• Task 1: In the bicycle email, which two words would the writer add to "touring" to describe bikes with racks, lights, and fenders?
• Task 2: Rewrite the part of the bicycle email between "Example: Racing:Jacques Boyer" and "the high-performance spectrum.)", inclusive, with "fenders" replaced by "mudguards".

• Reading passage:
┏━━

Re: [CR] Steel and non-steel/click shift and friction in my past(s)

Example: Racing:Jacques Boyer

In-Reply-To: <>
From: Jon Spangler <>
Date: Sat, 7 Feb 2009 19:27:42 -0800
To: <>
Subject: Re: [CR] Steel and non-steel/click shift and friction in my past(s)


I largely agree with Steve's points below, and Jerry's previous post about "utility" as well, although I would expand the category by adding "utility" or "commute" to his choice, "touring," to describe bikes with racks, lights, fenders, etc. (I would also include all price points and levels of technology, not just the high-performance spectrum.)

There is a huge difference in the cost-effectiveness of steel (and even aluminum) frames and components versus carbon fiber (CF) and other more exotic materials when applied to commute and utility bikes. Simpler and more accessible technologies and materials (steel frames, alloy components) are easier for me to work on myself, and i appreciate NOT owning a carbon-fiber shopping bike, which would apparently be far more vulnerable than steel to getting damaged in normal around-town use (getting locked to lamp posts and bike racks-- and occasionally falling over--for example).

┗━━

• Provided information:
┏━━

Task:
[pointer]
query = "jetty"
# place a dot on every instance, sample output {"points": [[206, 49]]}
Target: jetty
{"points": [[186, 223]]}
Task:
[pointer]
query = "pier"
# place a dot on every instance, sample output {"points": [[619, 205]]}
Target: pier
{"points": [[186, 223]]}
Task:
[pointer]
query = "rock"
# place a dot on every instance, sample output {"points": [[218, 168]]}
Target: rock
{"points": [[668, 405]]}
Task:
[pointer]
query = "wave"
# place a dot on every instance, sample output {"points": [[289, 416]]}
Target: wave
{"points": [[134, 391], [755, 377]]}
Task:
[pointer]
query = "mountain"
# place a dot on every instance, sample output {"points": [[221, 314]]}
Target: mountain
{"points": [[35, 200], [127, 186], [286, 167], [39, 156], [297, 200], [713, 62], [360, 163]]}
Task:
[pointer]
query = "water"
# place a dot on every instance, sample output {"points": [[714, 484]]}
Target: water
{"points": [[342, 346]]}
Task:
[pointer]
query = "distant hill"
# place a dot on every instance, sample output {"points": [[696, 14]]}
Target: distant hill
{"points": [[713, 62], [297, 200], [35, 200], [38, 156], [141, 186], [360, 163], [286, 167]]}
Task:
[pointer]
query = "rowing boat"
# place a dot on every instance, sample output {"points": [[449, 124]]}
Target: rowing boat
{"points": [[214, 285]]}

┗━━

• Expected output 1: "Utility" or "commute."

• Expected output 2:
Example: Racing:Jacques Boyer

In-Reply-To: <>
From: Jon Spangler <>
Date: Sat, 7 Feb 2009 19:27:42 -0800
To: <>
Subject: Re: [CR] Steel and non-steel/click shift and friction in my past(s)


I largely agree with Steve's points below, and Jerry's previous post about "utility" as well, although I would expand the category by adding "utility" or "commute" to his choice, "touring," to describe bikes with racks, lights, mudguards, etc. (I would also include all price points and levels of technology, not just the high-performance spectrum.)